>> Start

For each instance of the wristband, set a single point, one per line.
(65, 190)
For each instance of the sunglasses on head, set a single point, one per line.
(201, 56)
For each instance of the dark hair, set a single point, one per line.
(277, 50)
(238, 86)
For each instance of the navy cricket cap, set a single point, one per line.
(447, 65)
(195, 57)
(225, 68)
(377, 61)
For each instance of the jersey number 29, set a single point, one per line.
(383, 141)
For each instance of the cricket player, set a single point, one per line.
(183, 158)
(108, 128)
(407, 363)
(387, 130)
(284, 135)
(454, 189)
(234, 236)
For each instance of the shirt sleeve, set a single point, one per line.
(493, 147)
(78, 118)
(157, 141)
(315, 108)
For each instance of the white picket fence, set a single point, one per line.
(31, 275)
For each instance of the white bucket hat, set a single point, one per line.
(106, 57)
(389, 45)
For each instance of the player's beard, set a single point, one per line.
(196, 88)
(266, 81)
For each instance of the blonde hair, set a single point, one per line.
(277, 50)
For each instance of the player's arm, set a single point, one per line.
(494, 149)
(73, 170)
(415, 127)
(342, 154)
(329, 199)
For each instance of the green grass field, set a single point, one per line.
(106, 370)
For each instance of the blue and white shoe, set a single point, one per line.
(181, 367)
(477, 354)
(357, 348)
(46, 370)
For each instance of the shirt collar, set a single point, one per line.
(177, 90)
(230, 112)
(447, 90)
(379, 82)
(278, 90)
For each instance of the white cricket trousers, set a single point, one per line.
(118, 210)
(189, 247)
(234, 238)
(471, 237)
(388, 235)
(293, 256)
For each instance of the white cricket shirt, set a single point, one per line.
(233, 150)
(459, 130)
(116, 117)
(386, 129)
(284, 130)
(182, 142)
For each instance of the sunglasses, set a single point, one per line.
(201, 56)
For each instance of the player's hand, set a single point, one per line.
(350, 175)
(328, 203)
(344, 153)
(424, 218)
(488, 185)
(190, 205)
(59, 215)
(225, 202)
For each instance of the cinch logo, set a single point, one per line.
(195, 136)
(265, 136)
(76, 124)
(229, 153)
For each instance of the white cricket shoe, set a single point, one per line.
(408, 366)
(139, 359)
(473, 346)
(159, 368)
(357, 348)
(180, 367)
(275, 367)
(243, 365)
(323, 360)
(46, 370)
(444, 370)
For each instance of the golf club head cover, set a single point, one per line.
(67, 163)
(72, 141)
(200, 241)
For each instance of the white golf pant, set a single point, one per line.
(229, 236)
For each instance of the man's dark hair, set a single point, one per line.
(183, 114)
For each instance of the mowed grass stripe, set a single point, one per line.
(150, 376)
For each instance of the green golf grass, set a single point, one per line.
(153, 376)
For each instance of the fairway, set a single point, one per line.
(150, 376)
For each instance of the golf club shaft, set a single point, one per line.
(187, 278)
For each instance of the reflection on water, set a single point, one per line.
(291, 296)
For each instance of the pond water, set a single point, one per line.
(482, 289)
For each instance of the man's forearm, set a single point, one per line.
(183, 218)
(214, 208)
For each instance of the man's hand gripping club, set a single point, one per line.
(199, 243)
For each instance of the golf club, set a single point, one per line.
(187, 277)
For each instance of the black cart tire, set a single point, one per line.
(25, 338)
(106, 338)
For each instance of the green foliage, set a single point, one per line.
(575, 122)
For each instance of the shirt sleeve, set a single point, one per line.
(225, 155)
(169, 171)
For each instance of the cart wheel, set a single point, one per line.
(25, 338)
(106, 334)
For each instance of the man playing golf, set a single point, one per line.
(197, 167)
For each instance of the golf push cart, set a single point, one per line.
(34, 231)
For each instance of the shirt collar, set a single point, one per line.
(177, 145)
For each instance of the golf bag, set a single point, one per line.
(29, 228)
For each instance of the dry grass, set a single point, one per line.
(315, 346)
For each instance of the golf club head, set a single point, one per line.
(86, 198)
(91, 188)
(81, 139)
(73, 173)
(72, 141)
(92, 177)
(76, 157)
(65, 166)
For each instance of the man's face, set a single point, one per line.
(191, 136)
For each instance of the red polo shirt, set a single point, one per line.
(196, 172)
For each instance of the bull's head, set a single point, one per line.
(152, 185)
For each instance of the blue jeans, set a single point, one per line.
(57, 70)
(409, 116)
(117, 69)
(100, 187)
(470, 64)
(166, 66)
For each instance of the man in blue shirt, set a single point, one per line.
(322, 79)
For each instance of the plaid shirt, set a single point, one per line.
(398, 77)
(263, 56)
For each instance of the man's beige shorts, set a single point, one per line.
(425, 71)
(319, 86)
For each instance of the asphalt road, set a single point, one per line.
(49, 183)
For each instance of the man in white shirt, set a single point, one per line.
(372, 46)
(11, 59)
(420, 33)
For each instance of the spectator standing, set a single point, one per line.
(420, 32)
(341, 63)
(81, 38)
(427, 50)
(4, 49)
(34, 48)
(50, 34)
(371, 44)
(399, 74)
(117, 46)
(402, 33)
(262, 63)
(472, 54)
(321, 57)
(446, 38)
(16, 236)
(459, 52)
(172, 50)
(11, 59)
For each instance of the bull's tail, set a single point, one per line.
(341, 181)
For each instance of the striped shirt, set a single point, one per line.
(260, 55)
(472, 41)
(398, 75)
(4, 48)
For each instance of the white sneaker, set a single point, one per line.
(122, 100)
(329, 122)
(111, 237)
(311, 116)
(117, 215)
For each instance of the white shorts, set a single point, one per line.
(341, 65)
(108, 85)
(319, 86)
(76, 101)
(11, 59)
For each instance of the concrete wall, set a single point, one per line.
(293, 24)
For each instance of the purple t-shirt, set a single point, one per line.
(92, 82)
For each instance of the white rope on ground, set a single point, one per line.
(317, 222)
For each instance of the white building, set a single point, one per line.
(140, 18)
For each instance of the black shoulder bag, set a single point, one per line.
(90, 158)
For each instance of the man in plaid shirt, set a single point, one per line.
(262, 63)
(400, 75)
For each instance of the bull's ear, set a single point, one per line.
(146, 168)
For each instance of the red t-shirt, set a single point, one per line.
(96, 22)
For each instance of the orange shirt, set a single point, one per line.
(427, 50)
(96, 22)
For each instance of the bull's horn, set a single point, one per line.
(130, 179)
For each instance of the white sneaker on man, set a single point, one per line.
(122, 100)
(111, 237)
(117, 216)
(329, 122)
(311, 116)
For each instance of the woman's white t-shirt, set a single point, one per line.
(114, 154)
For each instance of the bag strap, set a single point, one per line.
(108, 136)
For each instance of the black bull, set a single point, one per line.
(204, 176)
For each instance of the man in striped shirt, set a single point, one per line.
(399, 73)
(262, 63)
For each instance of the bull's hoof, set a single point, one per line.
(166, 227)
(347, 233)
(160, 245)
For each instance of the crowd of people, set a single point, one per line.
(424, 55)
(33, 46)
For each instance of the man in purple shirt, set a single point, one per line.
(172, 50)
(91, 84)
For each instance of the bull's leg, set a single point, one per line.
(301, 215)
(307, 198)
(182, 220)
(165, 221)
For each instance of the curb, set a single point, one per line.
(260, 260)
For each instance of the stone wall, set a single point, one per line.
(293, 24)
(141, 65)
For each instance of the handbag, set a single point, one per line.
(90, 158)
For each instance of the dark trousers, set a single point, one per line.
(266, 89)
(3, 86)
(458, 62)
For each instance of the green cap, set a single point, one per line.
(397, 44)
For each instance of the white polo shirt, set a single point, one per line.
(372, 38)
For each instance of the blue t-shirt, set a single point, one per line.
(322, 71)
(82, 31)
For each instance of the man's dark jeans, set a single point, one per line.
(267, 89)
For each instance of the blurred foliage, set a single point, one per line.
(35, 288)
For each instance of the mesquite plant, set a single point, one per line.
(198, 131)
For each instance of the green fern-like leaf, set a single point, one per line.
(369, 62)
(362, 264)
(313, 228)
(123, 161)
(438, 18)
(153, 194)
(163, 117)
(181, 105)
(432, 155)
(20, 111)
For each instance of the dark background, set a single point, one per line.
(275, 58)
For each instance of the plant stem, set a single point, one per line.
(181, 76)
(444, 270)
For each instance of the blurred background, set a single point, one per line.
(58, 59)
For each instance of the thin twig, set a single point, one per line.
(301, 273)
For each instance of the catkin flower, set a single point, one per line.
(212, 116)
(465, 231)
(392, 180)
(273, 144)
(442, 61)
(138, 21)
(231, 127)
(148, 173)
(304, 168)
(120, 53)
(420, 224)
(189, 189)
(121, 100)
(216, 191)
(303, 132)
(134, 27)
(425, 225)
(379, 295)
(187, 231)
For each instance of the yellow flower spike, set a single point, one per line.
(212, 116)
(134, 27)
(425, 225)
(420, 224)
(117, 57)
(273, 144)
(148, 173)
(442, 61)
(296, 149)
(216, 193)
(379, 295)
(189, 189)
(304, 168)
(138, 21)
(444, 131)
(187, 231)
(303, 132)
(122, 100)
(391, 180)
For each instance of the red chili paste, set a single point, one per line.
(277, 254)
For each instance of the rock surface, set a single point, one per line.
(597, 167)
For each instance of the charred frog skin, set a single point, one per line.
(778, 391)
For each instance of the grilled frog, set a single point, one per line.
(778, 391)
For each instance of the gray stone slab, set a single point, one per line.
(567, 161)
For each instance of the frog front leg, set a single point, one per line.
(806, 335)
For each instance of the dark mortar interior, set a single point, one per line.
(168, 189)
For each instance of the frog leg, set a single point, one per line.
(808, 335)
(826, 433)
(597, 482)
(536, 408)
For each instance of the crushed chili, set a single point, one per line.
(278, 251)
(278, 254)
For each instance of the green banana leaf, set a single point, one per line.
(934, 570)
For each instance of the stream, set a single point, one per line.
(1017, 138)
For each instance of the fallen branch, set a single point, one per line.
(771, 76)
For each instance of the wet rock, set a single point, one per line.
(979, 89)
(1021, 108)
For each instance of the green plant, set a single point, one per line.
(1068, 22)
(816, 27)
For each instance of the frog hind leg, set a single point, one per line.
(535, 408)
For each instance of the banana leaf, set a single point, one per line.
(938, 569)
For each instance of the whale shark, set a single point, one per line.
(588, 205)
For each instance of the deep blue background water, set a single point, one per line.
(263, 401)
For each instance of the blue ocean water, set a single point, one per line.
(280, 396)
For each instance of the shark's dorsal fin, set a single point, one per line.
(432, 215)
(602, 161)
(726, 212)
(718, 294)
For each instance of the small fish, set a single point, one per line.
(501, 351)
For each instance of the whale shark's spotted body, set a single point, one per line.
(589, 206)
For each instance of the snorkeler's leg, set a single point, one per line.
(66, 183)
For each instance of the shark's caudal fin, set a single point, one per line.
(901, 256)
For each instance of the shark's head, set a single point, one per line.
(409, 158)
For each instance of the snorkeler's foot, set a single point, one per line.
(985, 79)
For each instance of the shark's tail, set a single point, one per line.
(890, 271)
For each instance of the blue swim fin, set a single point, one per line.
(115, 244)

>> End

Rewrite everything from the line containing "For each instance of the blue ocean" down to the end of the data, putting "diver's" wherever "snorkeler's" appears and leaving everything else unchanged.

For each instance of the blue ocean water, set a single point, one per line.
(280, 396)
For each instance of the shark's dorsal fin, set a single point, one per line.
(432, 215)
(602, 161)
(726, 212)
(718, 294)
For each instance of the small fish, set a single point, one per line.
(501, 351)
For each instance of the whale shark's spotted body, set a single point, one per line.
(589, 206)
For each instance of the diver's leg, set a single point, one per line.
(66, 183)
For each instance of the shark's caudal fin, set a single point, one per line.
(901, 256)
For each instance of the shark's head, set a single point, one per line.
(409, 158)
For each instance of the diver's foot, set a single point, one per line.
(985, 79)
For each instance of the shark's tail, set a single point, one per line.
(890, 271)
For each instance of the blue swim fin, set a single point, one per line.
(115, 244)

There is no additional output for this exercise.